- The request: Please copy the lines from the one containing "the red-roofed house." through the one containing "(1293, 353)", inclusive, without changing anything.

- Stored rows:
________________
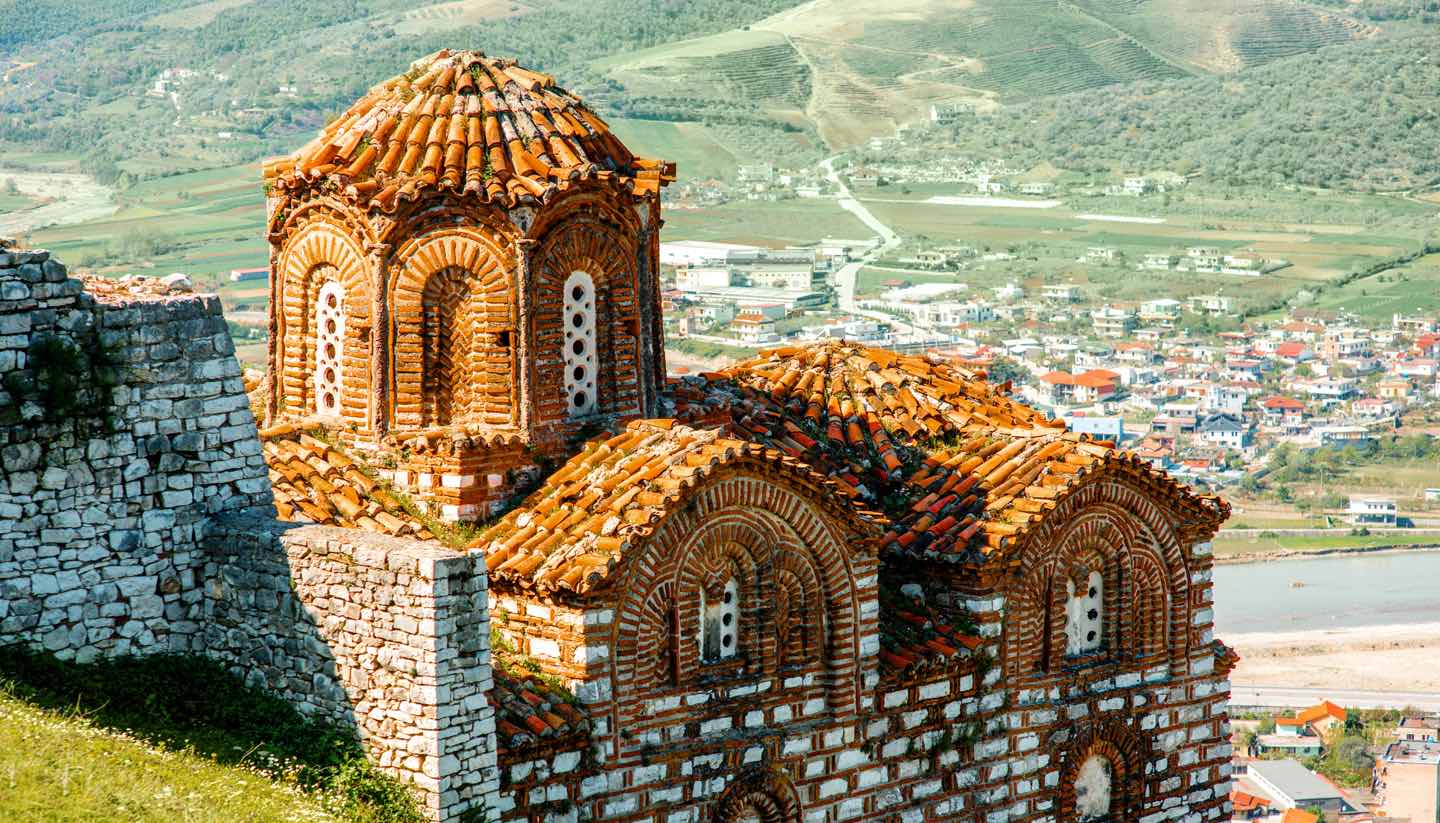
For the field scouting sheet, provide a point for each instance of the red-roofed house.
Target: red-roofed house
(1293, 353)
________________
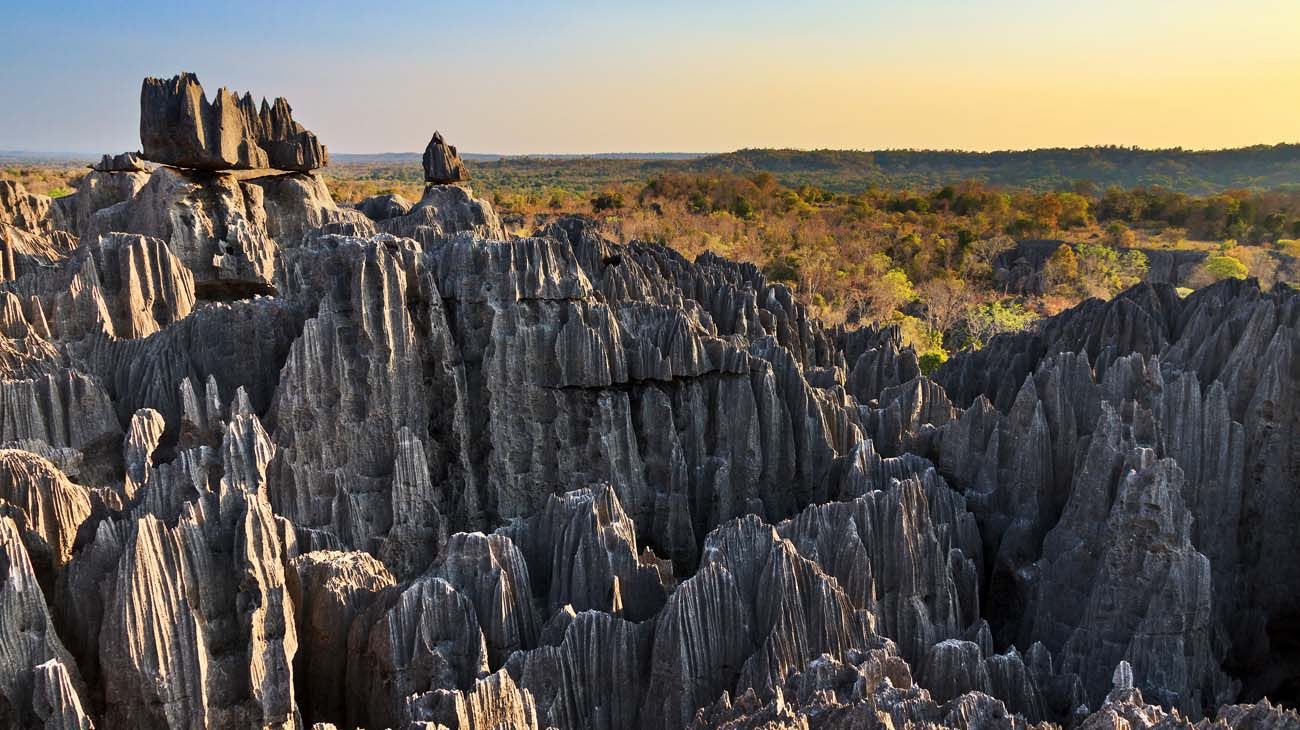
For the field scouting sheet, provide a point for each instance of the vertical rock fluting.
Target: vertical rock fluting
________________
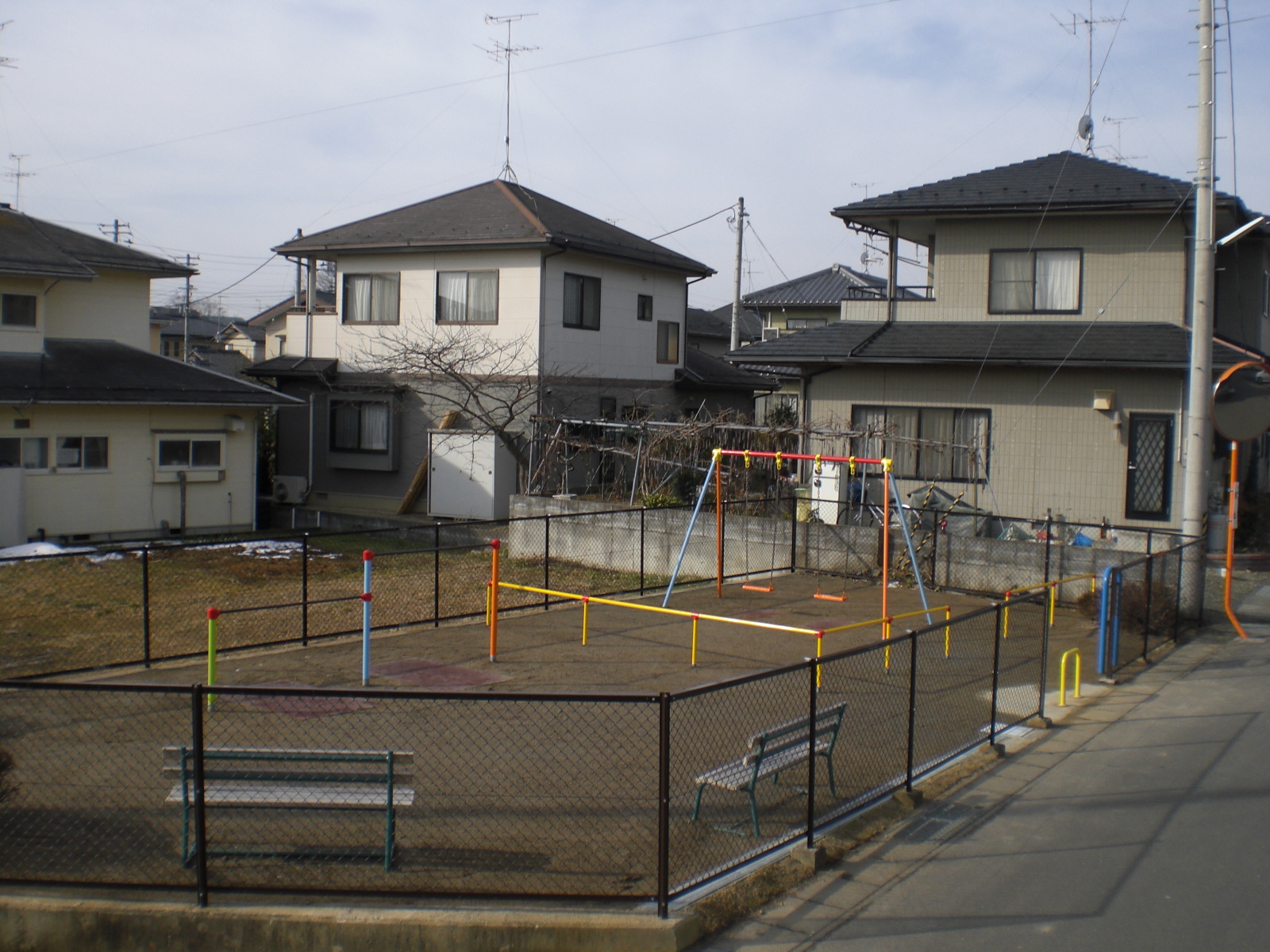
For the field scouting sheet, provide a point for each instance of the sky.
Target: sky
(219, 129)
________________
- Result of this exercise:
For the field scouting sheet, provide a point for each instance of the red-roofed house.
Target: red-roofed house
(1293, 353)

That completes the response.